- **Exercise details**:
The answer must consist of every line in the data that contains "fortress".

- **Extracted material**:
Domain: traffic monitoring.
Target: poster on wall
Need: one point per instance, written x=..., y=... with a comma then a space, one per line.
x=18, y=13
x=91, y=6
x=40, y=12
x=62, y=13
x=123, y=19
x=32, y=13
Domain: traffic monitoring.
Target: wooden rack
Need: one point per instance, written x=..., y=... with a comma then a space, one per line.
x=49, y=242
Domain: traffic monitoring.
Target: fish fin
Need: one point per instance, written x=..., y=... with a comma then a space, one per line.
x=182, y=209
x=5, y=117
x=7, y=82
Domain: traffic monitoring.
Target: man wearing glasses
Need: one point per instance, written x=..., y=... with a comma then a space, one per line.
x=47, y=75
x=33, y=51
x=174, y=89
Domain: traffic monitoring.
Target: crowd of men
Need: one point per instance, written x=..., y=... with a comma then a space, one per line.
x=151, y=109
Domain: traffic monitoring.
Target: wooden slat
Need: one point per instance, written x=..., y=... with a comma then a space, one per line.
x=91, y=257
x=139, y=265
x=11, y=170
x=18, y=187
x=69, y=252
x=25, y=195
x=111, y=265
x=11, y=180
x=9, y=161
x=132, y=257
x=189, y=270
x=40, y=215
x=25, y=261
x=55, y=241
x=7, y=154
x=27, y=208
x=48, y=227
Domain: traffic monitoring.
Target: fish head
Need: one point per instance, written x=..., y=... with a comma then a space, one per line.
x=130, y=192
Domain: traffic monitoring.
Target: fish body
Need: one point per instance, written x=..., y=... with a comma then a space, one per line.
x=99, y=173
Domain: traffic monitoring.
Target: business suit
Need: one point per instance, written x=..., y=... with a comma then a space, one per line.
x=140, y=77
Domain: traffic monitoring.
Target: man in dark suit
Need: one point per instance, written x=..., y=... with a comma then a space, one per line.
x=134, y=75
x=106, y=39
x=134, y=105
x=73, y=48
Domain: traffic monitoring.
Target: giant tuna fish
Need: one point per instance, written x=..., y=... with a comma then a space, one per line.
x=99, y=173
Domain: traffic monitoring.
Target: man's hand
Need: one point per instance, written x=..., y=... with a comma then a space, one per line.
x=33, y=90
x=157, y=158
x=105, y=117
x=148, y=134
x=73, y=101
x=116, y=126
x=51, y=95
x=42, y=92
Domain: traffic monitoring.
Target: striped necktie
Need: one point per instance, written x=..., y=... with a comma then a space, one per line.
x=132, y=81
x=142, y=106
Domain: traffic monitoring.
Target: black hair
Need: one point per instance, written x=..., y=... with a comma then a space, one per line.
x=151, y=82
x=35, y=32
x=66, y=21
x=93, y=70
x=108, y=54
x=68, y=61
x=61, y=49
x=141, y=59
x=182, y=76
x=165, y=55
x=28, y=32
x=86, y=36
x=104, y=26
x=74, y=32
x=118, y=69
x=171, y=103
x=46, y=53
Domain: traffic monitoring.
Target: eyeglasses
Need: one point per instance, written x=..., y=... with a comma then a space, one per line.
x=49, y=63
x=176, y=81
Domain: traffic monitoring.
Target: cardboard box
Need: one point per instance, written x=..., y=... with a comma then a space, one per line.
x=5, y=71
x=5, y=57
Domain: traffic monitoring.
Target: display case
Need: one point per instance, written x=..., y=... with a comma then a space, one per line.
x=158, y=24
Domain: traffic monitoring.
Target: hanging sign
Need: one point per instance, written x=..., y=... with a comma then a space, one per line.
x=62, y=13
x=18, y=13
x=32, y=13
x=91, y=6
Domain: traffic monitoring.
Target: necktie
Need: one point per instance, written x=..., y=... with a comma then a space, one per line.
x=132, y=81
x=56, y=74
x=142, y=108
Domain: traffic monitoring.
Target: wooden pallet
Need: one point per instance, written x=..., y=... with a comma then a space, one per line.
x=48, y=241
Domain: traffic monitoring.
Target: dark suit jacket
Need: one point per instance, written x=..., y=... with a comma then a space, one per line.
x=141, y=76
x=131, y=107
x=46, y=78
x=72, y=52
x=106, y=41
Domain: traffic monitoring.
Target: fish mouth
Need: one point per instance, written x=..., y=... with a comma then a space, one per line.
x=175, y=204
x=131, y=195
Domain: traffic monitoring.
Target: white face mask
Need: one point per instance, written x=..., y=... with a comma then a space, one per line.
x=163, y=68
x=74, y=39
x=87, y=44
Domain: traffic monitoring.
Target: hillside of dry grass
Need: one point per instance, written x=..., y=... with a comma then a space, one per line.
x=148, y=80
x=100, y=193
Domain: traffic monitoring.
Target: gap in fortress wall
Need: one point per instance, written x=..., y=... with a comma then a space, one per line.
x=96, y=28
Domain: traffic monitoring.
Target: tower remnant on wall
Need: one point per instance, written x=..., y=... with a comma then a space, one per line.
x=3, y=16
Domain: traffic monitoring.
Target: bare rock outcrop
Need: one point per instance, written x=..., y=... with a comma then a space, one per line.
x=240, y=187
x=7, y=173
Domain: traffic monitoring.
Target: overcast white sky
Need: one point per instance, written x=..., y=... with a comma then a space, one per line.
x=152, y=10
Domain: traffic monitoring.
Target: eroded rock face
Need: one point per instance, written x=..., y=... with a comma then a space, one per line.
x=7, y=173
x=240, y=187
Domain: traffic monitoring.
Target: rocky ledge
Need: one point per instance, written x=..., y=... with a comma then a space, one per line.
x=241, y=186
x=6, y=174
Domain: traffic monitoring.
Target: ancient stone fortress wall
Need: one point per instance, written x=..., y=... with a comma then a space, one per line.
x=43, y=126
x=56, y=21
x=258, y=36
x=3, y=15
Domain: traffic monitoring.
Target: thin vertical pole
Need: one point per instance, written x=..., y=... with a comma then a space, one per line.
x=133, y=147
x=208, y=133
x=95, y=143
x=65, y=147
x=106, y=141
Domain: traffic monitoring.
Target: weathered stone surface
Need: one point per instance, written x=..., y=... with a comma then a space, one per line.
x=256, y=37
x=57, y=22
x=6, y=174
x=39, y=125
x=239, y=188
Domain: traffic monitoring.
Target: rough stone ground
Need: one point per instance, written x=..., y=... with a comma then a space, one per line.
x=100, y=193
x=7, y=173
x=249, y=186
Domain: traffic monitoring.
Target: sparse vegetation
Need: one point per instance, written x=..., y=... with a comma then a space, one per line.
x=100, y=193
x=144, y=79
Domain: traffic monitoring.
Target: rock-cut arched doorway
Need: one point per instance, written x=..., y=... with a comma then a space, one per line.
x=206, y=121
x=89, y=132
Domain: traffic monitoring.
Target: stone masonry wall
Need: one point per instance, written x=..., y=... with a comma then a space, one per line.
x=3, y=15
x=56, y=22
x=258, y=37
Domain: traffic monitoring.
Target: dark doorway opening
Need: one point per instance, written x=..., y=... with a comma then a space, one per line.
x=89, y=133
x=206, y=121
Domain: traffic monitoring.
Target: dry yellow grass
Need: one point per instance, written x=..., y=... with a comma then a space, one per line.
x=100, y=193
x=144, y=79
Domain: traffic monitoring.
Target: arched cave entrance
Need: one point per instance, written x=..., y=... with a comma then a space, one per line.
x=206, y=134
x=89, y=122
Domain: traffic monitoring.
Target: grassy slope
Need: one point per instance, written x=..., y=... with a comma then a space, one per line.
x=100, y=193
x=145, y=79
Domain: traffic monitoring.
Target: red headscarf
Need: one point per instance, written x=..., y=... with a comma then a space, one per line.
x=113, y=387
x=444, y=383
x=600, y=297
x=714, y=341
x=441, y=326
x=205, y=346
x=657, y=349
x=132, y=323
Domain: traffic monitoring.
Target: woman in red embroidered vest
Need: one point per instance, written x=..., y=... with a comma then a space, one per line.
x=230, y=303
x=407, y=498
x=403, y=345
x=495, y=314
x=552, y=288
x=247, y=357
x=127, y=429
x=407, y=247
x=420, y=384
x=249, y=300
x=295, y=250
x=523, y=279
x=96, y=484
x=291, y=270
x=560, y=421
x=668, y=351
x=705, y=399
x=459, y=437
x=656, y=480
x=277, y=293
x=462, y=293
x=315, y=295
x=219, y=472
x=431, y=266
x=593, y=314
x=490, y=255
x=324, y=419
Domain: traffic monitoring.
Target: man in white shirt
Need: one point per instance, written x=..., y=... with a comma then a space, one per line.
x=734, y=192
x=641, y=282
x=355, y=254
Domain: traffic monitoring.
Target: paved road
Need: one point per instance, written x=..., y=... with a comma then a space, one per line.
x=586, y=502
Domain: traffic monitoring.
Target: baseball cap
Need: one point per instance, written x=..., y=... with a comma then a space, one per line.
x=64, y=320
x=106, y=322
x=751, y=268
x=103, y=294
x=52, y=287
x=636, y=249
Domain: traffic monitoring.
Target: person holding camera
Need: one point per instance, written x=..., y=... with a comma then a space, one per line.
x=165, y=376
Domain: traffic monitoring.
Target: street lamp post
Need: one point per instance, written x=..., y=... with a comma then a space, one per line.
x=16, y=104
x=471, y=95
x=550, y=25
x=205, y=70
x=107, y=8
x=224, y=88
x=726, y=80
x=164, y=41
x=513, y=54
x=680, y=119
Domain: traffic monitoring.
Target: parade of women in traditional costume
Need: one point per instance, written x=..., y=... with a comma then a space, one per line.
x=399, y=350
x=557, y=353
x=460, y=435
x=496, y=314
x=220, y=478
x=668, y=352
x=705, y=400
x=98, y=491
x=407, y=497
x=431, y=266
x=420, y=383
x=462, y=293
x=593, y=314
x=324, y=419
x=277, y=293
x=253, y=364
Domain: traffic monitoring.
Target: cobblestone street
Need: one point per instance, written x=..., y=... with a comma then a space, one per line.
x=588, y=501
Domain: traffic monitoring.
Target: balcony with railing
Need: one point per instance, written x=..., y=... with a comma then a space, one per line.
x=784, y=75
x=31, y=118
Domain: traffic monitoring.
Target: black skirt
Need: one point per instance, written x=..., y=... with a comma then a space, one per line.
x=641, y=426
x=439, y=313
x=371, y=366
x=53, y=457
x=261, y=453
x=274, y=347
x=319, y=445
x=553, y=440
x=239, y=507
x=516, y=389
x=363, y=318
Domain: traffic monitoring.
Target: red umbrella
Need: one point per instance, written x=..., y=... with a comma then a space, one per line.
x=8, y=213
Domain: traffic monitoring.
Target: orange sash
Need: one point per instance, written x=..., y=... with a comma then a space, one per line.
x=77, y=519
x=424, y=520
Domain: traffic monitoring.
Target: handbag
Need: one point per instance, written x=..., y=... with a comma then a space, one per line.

- **Response below**:
Target: gap in fortress wall
Target: ancient stone fortress wall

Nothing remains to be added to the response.